• [WHAT IS REQUIRED] Locate each line in the items below that contains the word "blue", matching case exactly, and copy every such line.

========================================================================

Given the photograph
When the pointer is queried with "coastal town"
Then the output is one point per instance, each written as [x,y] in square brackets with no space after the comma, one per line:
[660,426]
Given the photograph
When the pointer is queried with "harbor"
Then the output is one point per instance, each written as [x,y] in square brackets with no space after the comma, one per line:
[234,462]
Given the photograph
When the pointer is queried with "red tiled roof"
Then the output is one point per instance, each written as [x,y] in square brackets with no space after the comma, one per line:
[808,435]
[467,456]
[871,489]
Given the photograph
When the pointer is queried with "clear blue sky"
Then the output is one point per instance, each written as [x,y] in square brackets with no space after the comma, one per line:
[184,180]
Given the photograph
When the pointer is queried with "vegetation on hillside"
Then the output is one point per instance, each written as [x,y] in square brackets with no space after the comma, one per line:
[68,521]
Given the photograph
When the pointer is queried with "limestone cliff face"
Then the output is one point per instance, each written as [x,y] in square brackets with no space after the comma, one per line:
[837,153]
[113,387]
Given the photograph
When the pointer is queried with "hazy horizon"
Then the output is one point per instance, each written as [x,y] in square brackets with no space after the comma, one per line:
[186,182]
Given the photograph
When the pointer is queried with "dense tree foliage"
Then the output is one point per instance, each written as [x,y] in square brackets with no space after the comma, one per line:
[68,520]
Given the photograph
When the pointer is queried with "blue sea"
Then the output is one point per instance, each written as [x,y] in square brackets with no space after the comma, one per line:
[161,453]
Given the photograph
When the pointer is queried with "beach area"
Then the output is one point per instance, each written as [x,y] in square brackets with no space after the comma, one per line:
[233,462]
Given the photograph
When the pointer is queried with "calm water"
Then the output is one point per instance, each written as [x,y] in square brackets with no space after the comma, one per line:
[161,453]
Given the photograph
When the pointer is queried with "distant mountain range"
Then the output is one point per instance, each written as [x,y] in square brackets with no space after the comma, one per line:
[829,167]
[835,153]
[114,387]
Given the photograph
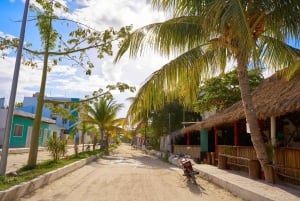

========================================================================

• [PROBLEM SOLUTION]
When the pointer is queried with "clear blue sky"
When the pointer is queried with "blue sea"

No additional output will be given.